*练习题目*
#1 根据下面关于单词拆分代码的摘录回答：
(a) “无记忆化dfs”写法中，变量res的初始值是什么？
(b) “记忆化dfs”写法中，vector<bool> path的长度是多少？
(c) “dp”写法中，dp[0]被赋成什么值？
#2 下面关于单词拆分代码的摘录中，各段代码前的写法标题有哪些？请全部列出。

*文本摘录*
════════════════════

无记忆化dfs:
class Solution {
public:
bool res=false;
bool wordBreak(string s, vector<string>& wordDict) {
set<string> S;
int n=s.size();
for(auto ss:wordDict){
S.insert(ss);
}
function<void(int)> dfs=[&](int t){
if(res==true) return ;
if(t==n){
res=true;
}else{
for(int i=t;i<n;i++){
if(S.find(s.substr(t,i-t+1))!=S.end()){
dfs(i+1);
}
}
}
};
dfs(0);
return res;
}
};
记忆化dfs:
class Solution {
public:
bool wordBreak(string s, vector<string>& wordDict) {
set<string> S;
int n=s.size();
vector<bool> path(n,0);
for(auto ss:wordDict){
S.insert(ss);
}
function<bool(int)> dfs=[&](int t){
if(t==n){
return true;
}
if(path[t]==true) return true;
else{
for(int i=t;i<n;i++){
if( S.find(s.substr(t,i-t+1))!=S.end() && dfs(i+1) ){
path[i]=true;
return true;
}
}
}
return false;
};
bool res=dfs(0);
return res;
}
};
dp:
class Solution {
public:
bool wordBreak(string s, vector<string>& wordDict) {
set<string> S(wordDict.begin(),wordDict.end());
int n=s.size();
vector<bool> dp(n+1,false);
dp[0]=true;
for(int i=1;i<=n;i++){
for(int j=i-1;j>=0;j--){
if(dp[j] && S.find(s.substr(j,i-j)) != S.end() ){
dp[i]=true;
break;
}
}
}
return dp[n];
}
};
dp[i]表示i之前的所有能不能重组

════════════════════

*所给资料*
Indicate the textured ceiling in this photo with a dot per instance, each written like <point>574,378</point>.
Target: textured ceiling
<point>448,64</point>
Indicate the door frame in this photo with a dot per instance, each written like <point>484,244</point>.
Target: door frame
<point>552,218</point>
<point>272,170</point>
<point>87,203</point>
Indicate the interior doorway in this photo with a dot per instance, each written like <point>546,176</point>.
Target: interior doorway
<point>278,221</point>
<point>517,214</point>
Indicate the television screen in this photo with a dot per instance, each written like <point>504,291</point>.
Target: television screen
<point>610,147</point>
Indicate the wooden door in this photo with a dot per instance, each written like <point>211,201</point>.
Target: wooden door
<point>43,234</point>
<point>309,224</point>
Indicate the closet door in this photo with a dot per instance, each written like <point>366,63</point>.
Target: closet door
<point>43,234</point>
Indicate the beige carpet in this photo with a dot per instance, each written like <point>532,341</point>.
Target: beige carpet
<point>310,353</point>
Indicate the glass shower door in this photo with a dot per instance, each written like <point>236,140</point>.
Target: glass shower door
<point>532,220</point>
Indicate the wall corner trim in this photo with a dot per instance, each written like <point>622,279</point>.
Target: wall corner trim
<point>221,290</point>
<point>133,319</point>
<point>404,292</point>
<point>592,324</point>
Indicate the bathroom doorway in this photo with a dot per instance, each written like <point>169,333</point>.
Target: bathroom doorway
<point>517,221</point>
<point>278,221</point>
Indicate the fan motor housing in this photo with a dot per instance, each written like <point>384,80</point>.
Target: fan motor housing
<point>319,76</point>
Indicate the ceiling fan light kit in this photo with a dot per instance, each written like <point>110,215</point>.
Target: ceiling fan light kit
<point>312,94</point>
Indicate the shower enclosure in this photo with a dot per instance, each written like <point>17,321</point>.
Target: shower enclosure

════════════════════

*参考答案*
#1
(a) false
(b) n，即s.size()
(c) true

#2 无记忆化dfs；记忆化dfs；dp